Selected extract
— start —

Preferably, at least one of the blades comprises a step along a spine of the blade at or proximate a tip end portion of the blade.
Preferably, at least one of the blades is configured with a forward leaning edge at or proximate a root end portion of the blade and a backward leaning edge; at or proximate a tip end of the blade.
Preferably, the plurality of blades follow an anti-clockwise arcuate path with respect to the centre of the hub member when viewed from above.
Preferably, a tip end of each of the plurality of blades extends beyond a peripheral edge of the hub member.
Preferably, the impeller hub member is configured with a diameter of about 400 mm.
Preferably, the centre of the hub member is configured with a dome having a diameter of 90 mm.
Preferably, the hub member is configured with a cavity for housing a motor unit.
In a preferred embodiment of the invention, the airflow device is formed as a ceiling fan/light which has a curved cylindrical housing which can be made to have an attractive appearance. Part of the curved cylindrical surface functions as a Coanda surface and one or more vanes can be included so as to produce enhanced airflow because of the compound effect of the coanda surfaces. The compound Coanda surfaces also function to entrain more ambient air into the stream of air which leaves the outlet of the housing.

— end —

Set exercise 1
Please transcribe the impeller passage from "Preferably, at least one of the blades is" to "about 400 mm.".
Set exercise 2
According to the impeller passage, why can one or more vanes in the ceiling fan/light housing produce enhanced airflow? Answer in one to three sentences.
Set exercise 3
In the impeller passage, what diameter is given for the dome at the center of the hub member?
None of this requires the entries.

Data section

— start —

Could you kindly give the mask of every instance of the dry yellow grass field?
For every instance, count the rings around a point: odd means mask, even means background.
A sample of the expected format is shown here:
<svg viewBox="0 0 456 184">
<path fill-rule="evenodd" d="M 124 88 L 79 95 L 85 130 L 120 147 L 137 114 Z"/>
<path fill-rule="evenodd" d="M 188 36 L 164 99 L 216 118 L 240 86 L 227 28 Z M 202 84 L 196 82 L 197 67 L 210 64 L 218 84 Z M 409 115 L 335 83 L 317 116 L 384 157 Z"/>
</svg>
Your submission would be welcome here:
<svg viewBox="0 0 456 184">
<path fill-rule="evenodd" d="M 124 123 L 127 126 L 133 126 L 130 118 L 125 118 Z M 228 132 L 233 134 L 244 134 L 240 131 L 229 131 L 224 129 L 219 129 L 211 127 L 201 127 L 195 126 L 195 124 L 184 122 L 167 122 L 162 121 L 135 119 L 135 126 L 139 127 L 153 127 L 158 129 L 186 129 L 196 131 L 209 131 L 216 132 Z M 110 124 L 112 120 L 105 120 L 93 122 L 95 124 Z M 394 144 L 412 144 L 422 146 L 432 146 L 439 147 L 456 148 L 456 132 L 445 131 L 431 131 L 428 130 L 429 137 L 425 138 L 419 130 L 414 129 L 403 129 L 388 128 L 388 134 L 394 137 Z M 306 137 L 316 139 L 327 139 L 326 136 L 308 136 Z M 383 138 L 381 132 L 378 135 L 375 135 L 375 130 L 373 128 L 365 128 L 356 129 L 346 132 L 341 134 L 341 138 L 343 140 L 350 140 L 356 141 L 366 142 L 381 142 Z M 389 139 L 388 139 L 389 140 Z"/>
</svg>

— end —

Task result 1
Preferably, at least one of the blades is configured with a forward leaning edge at or proximate a root end portion of the blade and a backward leaning edge; at or proximate a tip end of the blade.
Preferably, the plurality of blades follow an anti-clockwise arcuate path with respect to the centre of the hub member when viewed from above.
Preferably, a tip end of each of the plurality of blades extends beyond a peripheral edge of the hub member.
Preferably, the impeller hub member is configured with a diameter of about 400 mm.

Task result 2
One or more vanes produce enhanced airflow because of the compound effect of the Coanda surfaces. Part of the curved cylindrical surface of the housing acts as a Coanda surface.

Task result 3
90 mm.